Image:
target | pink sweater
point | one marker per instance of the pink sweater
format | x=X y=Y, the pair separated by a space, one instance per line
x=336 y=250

+ + + +

### Written request
Reproduce every one of the rows above, line for line and unchanged.

### Written reply
Image:
target | pink sweater
point | one marker per instance of the pink sweater
format | x=X y=Y, the pair separated by a space, one instance per line
x=336 y=250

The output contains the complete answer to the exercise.